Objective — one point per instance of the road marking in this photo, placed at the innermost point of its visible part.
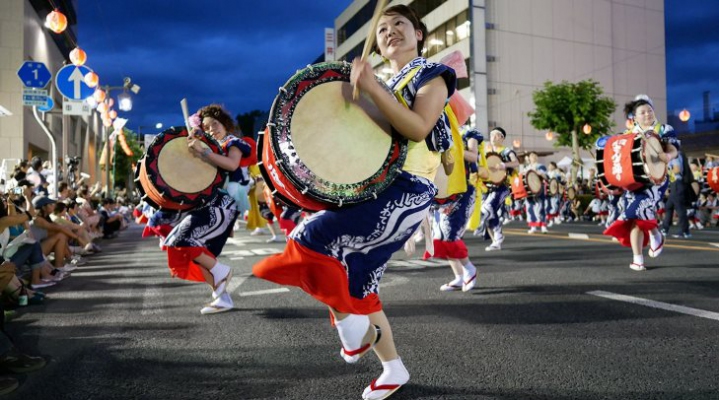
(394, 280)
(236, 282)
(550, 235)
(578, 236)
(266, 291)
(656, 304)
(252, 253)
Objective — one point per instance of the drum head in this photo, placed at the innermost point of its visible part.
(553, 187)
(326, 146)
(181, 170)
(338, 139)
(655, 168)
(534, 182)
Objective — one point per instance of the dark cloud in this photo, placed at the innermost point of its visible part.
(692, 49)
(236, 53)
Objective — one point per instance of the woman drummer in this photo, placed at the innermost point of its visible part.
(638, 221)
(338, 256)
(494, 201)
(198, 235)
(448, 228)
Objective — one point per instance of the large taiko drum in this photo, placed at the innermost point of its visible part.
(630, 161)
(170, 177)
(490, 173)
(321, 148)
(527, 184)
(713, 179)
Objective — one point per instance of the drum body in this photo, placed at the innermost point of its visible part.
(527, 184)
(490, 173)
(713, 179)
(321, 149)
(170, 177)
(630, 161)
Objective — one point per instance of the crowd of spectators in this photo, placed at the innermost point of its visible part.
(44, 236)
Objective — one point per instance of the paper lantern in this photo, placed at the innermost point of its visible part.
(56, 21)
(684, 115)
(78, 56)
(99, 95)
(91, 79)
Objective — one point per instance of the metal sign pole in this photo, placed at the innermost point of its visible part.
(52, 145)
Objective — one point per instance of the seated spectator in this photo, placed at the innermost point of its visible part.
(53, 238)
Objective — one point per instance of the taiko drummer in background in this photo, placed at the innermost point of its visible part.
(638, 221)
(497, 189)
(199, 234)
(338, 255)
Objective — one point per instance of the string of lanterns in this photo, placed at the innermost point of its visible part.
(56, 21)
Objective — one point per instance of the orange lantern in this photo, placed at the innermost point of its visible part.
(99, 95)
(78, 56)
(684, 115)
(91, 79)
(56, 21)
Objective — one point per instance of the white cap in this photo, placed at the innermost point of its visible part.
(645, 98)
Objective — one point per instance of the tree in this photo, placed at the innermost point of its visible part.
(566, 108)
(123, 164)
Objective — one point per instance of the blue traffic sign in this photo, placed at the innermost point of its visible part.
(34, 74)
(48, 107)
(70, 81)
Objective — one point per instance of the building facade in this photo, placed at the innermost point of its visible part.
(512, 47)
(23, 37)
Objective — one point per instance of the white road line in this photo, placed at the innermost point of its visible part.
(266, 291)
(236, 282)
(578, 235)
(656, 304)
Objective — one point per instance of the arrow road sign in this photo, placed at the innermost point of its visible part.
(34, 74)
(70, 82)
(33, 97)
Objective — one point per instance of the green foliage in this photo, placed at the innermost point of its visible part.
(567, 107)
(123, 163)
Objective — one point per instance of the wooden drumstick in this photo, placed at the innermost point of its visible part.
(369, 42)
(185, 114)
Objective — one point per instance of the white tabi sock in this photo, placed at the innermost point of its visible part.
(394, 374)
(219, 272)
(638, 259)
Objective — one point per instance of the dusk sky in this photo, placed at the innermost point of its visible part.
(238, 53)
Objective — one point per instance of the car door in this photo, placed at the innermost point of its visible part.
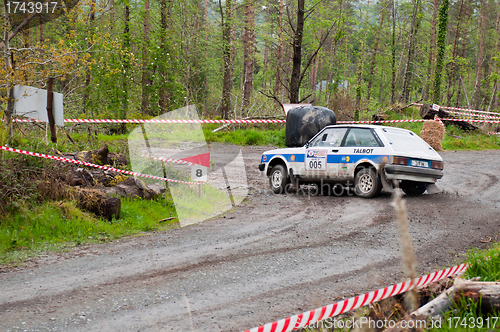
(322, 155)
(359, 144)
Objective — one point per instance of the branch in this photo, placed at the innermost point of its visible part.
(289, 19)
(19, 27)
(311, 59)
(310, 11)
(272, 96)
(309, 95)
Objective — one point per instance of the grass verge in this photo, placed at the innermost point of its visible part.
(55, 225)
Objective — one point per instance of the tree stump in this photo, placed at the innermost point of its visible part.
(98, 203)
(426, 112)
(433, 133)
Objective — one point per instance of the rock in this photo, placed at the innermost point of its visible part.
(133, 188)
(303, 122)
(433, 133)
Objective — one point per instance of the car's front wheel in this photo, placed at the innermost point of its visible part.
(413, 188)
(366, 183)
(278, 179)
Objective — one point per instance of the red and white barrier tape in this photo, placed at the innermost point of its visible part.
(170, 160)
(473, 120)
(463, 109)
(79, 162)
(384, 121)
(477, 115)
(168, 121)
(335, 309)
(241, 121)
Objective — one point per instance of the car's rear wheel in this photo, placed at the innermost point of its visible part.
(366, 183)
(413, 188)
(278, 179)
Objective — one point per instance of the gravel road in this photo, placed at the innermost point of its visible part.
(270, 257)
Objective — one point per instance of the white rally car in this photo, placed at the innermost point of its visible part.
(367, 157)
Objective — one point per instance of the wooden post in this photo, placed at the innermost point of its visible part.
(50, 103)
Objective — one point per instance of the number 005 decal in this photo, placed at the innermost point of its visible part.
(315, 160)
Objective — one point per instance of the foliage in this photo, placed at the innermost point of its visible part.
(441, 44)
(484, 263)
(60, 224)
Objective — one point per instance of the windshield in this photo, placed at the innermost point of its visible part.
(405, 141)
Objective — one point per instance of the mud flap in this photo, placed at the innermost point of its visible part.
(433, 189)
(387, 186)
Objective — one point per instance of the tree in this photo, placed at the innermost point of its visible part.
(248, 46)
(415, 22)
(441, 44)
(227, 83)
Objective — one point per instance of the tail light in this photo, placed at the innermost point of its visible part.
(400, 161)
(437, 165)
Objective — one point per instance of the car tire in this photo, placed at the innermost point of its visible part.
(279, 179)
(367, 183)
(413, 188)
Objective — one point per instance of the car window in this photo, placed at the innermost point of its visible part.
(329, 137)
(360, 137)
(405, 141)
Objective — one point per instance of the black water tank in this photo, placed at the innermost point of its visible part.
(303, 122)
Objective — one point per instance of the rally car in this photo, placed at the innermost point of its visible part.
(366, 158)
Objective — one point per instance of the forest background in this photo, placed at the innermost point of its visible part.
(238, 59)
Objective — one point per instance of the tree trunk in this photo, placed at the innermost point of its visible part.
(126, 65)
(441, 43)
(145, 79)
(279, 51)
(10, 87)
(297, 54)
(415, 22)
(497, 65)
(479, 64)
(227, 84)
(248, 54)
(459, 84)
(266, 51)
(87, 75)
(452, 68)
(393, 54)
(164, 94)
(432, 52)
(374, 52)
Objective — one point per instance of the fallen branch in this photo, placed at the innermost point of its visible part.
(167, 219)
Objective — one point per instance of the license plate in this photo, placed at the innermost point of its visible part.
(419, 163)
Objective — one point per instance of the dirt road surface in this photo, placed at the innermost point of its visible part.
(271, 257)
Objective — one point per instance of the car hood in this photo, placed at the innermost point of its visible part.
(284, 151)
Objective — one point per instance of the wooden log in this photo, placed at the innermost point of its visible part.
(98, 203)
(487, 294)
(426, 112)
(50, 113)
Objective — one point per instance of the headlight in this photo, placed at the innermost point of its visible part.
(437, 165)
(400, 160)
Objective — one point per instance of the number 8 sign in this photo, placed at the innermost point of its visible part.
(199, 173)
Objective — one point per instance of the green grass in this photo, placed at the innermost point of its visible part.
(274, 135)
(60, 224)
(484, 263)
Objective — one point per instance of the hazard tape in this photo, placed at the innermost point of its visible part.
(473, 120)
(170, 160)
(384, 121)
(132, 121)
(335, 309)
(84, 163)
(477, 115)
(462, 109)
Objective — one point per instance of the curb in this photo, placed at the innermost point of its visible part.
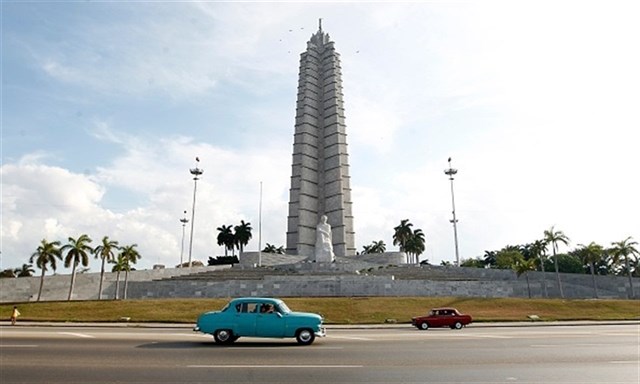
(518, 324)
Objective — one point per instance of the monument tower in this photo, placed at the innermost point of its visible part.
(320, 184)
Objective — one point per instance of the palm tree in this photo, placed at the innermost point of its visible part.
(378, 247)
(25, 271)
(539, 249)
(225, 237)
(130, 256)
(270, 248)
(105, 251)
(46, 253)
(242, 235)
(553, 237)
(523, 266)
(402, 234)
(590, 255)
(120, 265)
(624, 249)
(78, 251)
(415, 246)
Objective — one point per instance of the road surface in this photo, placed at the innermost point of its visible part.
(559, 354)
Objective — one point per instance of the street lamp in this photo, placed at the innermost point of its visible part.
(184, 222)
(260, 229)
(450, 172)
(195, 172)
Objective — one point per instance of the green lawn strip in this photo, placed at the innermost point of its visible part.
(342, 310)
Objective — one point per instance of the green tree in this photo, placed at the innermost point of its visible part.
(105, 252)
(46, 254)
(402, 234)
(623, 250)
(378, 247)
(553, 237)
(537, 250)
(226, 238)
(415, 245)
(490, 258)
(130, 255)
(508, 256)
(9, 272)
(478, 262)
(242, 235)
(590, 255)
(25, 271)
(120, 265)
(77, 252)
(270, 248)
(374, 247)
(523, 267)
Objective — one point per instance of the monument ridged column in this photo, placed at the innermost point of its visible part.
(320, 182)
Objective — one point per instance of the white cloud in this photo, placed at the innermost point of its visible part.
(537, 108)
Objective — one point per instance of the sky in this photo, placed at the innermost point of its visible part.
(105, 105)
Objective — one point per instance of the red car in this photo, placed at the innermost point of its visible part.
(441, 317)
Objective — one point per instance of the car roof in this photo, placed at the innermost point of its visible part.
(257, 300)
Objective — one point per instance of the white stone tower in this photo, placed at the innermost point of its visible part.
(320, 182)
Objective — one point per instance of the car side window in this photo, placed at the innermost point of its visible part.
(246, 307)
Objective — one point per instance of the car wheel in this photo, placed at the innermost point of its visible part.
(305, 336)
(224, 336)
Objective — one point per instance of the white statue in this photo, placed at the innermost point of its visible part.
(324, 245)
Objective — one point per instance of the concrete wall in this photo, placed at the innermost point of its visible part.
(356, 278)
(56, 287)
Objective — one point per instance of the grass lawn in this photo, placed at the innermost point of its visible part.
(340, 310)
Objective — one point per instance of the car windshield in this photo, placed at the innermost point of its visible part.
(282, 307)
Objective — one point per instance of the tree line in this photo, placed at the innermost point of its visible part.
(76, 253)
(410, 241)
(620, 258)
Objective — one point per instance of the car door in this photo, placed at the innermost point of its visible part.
----
Your objective: All lines from the one containing "Objective — one point per instance of the tree line" to the end of the records, both ends included, should be printed exactly and on their own.

Finished task:
Objective — one point per instance of the tree line in this photo, placed at the innermost point of its visible part.
(76, 253)
(410, 241)
(620, 258)
Objective — one point per instance of the car door in this photo, placed at the innermost point of its visible part.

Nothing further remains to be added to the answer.